Records from a dataset —
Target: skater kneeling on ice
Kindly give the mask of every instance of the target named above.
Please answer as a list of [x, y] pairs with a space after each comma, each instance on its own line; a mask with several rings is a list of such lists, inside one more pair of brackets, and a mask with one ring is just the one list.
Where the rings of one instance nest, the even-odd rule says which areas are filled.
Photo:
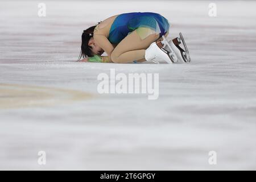
[[[157, 13], [136, 12], [111, 16], [84, 30], [78, 61], [190, 62], [182, 35], [180, 33], [180, 38], [172, 40], [167, 38], [169, 28], [168, 20]], [[108, 56], [101, 56], [104, 52]]]

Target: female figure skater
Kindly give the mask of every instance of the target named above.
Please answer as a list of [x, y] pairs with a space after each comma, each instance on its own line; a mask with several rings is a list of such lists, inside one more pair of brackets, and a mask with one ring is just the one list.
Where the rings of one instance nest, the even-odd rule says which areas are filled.
[[[168, 20], [156, 13], [130, 13], [111, 16], [84, 31], [78, 61], [186, 62], [183, 58], [189, 56], [188, 51], [187, 53], [179, 46], [184, 43], [184, 40], [177, 38], [168, 42], [165, 39], [169, 28]], [[104, 52], [108, 56], [101, 56]]]

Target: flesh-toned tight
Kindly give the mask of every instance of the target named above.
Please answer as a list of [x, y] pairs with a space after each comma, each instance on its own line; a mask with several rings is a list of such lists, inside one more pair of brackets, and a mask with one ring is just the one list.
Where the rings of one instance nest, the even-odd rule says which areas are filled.
[[[138, 30], [139, 28], [142, 29]], [[159, 34], [151, 34], [142, 39], [138, 32], [139, 34], [140, 30], [146, 31], [144, 28], [138, 28], [122, 40], [111, 54], [111, 59], [113, 62], [127, 63], [135, 60], [139, 62], [146, 61], [144, 59], [146, 49], [152, 42], [162, 40], [162, 38], [159, 38]], [[164, 36], [167, 35], [168, 32]]]

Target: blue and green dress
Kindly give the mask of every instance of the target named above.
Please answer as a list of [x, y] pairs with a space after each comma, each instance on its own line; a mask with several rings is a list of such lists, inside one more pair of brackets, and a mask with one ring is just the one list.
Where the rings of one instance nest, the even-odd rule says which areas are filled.
[[[139, 28], [141, 27], [148, 28]], [[135, 12], [118, 15], [111, 26], [108, 40], [114, 44], [118, 44], [130, 32], [136, 30], [142, 38], [151, 34], [159, 34], [159, 38], [169, 32], [168, 20], [158, 13]]]
[[[136, 30], [143, 40], [152, 34], [159, 34], [159, 38], [169, 32], [168, 20], [158, 13], [135, 12], [118, 15], [113, 22], [108, 39], [113, 44], [118, 44], [129, 34]], [[107, 62], [103, 57], [94, 55], [90, 62]], [[136, 61], [134, 61], [136, 63]]]

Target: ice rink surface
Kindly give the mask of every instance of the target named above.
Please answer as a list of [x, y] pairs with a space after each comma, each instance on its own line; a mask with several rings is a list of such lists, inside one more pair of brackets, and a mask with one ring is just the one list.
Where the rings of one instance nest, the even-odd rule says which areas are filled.
[[[39, 3], [46, 16], [39, 17]], [[217, 16], [209, 17], [215, 2]], [[256, 169], [256, 2], [0, 2], [0, 169]], [[83, 30], [160, 13], [192, 62], [77, 63]], [[159, 73], [159, 97], [100, 94], [100, 73]], [[39, 165], [44, 151], [46, 165]], [[217, 152], [209, 165], [208, 153]]]

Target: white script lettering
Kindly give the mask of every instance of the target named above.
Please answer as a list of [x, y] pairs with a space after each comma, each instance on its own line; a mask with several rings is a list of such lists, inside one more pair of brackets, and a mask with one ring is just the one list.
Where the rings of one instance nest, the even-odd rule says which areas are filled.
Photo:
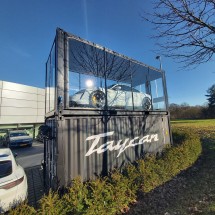
[[150, 134], [150, 135], [146, 135], [142, 138], [135, 137], [134, 139], [132, 139], [130, 141], [129, 141], [129, 138], [125, 139], [124, 142], [123, 142], [123, 140], [119, 140], [116, 145], [114, 145], [113, 140], [108, 141], [108, 142], [102, 144], [101, 146], [99, 146], [98, 148], [96, 148], [96, 146], [98, 145], [99, 140], [101, 138], [111, 136], [111, 135], [113, 135], [113, 133], [114, 133], [114, 131], [111, 131], [111, 132], [88, 137], [86, 139], [86, 142], [89, 140], [93, 140], [93, 143], [92, 143], [90, 149], [88, 150], [88, 152], [85, 154], [85, 156], [89, 156], [89, 155], [93, 154], [94, 152], [96, 152], [97, 154], [101, 154], [107, 150], [109, 150], [109, 151], [119, 150], [119, 153], [117, 155], [117, 157], [119, 157], [120, 154], [122, 152], [124, 152], [127, 148], [134, 147], [137, 145], [142, 145], [144, 143], [157, 142], [159, 140], [158, 134]]

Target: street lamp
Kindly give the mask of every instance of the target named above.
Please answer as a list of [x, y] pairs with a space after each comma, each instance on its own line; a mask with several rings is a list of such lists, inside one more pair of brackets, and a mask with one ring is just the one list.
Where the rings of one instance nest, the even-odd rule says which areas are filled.
[[162, 71], [162, 63], [161, 63], [161, 56], [156, 56], [156, 59], [160, 61], [160, 70]]

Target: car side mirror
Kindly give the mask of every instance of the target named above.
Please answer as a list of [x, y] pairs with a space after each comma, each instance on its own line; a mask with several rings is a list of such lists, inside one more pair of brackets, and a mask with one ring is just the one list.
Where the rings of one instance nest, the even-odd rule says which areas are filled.
[[120, 86], [116, 86], [115, 90], [121, 90], [121, 87]]
[[16, 158], [18, 154], [16, 152], [13, 152], [13, 156]]

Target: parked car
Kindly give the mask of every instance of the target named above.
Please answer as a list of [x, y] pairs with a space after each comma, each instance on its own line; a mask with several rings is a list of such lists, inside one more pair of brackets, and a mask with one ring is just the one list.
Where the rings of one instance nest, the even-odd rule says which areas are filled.
[[32, 146], [33, 138], [25, 130], [8, 131], [6, 136], [6, 146]]
[[[133, 92], [133, 101], [132, 101]], [[126, 108], [134, 106], [143, 110], [151, 108], [151, 96], [123, 84], [113, 84], [107, 88], [109, 107]], [[103, 108], [105, 105], [104, 88], [83, 89], [70, 96], [70, 106]]]
[[0, 149], [0, 213], [27, 198], [28, 184], [24, 169], [16, 163], [9, 148]]

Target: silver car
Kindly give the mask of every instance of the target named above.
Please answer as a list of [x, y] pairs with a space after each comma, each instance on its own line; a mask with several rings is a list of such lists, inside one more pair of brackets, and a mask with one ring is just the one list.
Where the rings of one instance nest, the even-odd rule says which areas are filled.
[[25, 130], [8, 131], [6, 146], [32, 146], [33, 138]]
[[[123, 84], [114, 84], [107, 88], [107, 101], [109, 107], [115, 108], [129, 109], [133, 105], [141, 110], [151, 108], [150, 95]], [[105, 89], [88, 88], [80, 90], [70, 96], [70, 106], [103, 108], [105, 106]]]

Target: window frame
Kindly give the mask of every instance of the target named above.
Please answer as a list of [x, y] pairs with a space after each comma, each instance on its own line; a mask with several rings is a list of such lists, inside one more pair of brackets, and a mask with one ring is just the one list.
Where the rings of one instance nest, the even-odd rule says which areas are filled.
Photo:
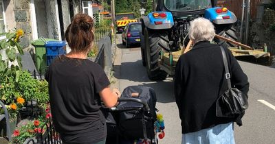
[[[88, 6], [84, 6], [84, 3], [87, 2], [88, 3]], [[82, 1], [82, 13], [85, 13], [85, 9], [88, 9], [88, 15], [89, 15], [91, 17], [93, 17], [93, 8], [92, 8], [92, 2], [91, 1]]]

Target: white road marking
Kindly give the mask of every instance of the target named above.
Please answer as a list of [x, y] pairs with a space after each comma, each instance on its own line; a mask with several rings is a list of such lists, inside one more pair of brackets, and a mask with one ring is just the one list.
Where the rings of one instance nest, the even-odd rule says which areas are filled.
[[273, 106], [272, 104], [271, 104], [270, 103], [269, 103], [265, 100], [263, 100], [263, 99], [258, 99], [258, 101], [263, 103], [265, 106], [267, 106], [275, 110], [275, 106]]

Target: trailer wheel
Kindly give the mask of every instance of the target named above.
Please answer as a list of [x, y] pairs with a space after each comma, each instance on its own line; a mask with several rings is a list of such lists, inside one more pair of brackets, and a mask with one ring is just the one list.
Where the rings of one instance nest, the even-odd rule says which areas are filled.
[[[230, 38], [234, 41], [237, 41], [238, 37], [236, 36], [236, 29], [233, 28], [232, 25], [215, 25], [216, 27], [216, 33], [221, 36]], [[223, 46], [223, 47], [236, 47], [235, 45], [230, 43], [229, 42], [226, 42], [224, 40], [221, 40], [219, 38], [215, 38], [214, 41]]]
[[151, 80], [163, 80], [167, 73], [161, 70], [158, 64], [161, 47], [168, 47], [169, 40], [166, 32], [151, 32], [144, 29], [146, 66], [147, 75]]

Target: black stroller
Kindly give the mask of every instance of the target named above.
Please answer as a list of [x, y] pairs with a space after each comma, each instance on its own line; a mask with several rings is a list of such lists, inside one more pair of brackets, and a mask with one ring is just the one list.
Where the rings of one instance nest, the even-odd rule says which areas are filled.
[[107, 126], [106, 143], [157, 143], [154, 90], [144, 86], [129, 86], [118, 101], [116, 107], [104, 110]]

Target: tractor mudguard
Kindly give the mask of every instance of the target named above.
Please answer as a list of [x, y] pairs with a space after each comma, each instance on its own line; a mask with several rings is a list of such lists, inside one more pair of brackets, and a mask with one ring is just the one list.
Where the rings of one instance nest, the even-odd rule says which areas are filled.
[[[154, 17], [153, 13], [165, 13], [165, 17]], [[153, 29], [170, 29], [174, 25], [172, 13], [169, 12], [153, 12], [142, 18], [144, 26]]]
[[209, 19], [211, 22], [217, 25], [232, 24], [236, 23], [237, 19], [233, 12], [227, 10], [226, 12], [221, 12], [218, 14], [216, 12], [216, 10], [219, 8], [221, 9], [222, 8], [216, 7], [206, 9], [204, 14], [204, 18]]

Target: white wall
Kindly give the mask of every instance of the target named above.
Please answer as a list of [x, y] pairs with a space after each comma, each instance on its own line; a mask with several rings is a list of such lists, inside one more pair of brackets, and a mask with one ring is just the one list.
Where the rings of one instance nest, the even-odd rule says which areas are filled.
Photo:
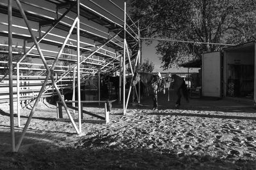
[[220, 52], [203, 53], [202, 95], [221, 97], [221, 56]]

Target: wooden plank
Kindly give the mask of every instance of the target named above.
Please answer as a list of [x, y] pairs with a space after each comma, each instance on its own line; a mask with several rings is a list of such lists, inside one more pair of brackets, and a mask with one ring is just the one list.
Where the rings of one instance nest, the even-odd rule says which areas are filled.
[[[68, 108], [73, 109], [73, 110], [76, 110], [76, 111], [78, 111], [78, 108], [76, 108], [76, 107], [73, 107], [72, 105], [67, 104], [67, 106]], [[89, 111], [85, 111], [85, 110], [83, 110], [83, 113], [85, 113], [85, 114], [87, 114], [87, 115], [89, 115], [92, 116], [92, 117], [97, 117], [97, 118], [102, 119], [102, 120], [105, 120], [105, 118], [103, 117], [97, 115], [96, 115], [96, 114], [92, 113], [91, 113], [91, 112], [89, 112]]]
[[[70, 122], [70, 120], [69, 118], [56, 118], [57, 121]], [[74, 119], [74, 121], [78, 122], [78, 119]], [[92, 124], [106, 124], [104, 120], [81, 120], [82, 123], [92, 123]]]

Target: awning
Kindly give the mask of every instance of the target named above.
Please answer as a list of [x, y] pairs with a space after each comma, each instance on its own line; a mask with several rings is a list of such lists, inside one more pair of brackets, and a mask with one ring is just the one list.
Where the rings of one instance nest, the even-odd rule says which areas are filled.
[[180, 64], [180, 67], [189, 68], [200, 68], [202, 66], [202, 60], [191, 60]]

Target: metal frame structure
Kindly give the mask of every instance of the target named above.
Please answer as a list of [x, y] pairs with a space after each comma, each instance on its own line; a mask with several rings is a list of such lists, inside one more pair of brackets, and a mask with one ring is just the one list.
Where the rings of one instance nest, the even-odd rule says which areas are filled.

EXERCISE AIM —
From the line that contains "Target: metal frame structure" to the last line of the material above, repeat every line exactly, keeping both the first and the last.

PROBLEM SOLUTION —
Target: metal frame structure
Kindly give the mask of every instance of the target named above.
Please answer as a list of [x, y] pairs with a space after each comma, each instance on its own line; a mask with several rings is a list of such lists, inside one more pair of brackets, and a mask with one ring is just the one list.
Where the rings of one instance nest, the even-odd rule says which areas are filled.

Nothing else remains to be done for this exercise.